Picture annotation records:
========

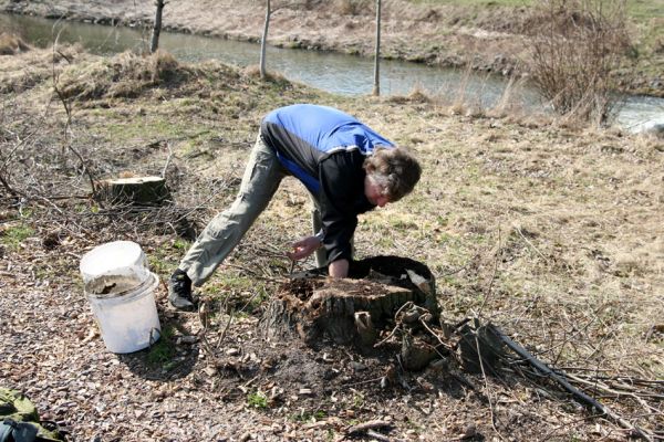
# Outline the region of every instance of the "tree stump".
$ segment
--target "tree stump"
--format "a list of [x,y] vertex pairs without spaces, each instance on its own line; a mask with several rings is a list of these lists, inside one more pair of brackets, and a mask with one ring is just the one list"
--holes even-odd
[[366,348],[408,302],[438,319],[435,281],[422,263],[375,256],[351,263],[349,278],[328,278],[325,272],[297,274],[280,287],[260,322],[267,337],[295,333],[309,346],[328,338]]
[[113,178],[98,181],[100,197],[112,203],[159,206],[170,200],[162,177]]

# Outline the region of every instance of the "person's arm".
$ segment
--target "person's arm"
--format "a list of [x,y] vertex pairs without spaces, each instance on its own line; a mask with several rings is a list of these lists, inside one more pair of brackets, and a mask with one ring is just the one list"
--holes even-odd
[[321,246],[321,240],[318,235],[307,236],[295,241],[292,246],[293,251],[287,252],[287,256],[293,261],[303,260]]
[[328,267],[328,273],[332,277],[346,277],[349,275],[349,261],[347,260],[334,261]]
[[357,225],[354,202],[364,196],[362,159],[359,154],[336,152],[320,165],[319,202],[330,265],[352,260],[351,238]]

========

[Task directions] Edit all of the rows above so that "even-odd" becomes "nonzero" wherever it occurs, leaving every other part unchanged. Omit the pictures from your answer.

[Answer]
# Outline the region of every instance of the "tree stump".
$ segment
--target "tree stump"
--format "a list of [x,y] vertex pairs without spaces, each instance on its own line; a mask with several rings is a list of these lists, inside one more pair of brackets, and a mask with one ring is just the one list"
--holes nonzero
[[366,348],[408,302],[438,319],[435,281],[422,263],[375,256],[351,263],[349,278],[328,278],[325,272],[297,274],[280,287],[260,322],[267,337],[295,333],[309,346],[328,338]]
[[113,178],[98,181],[100,197],[112,203],[159,206],[170,200],[162,177]]

# Outline the region of every instance of the "person's arm".
$ segment
--target "person's arm"
--format "a list of [x,y] vertex pairs without spaces, each instance on its own line; a mask with several rings is a list of these lists, inside one more pair of brackets, and a mask with one ring is just the one list"
--holes nonzero
[[321,246],[321,240],[318,235],[307,236],[295,241],[292,246],[293,251],[287,252],[287,256],[293,261],[303,260]]
[[328,267],[328,273],[332,277],[346,277],[349,275],[349,261],[347,260],[334,261]]
[[357,225],[354,202],[364,196],[362,159],[359,154],[336,152],[320,165],[319,202],[330,265],[352,260],[351,238]]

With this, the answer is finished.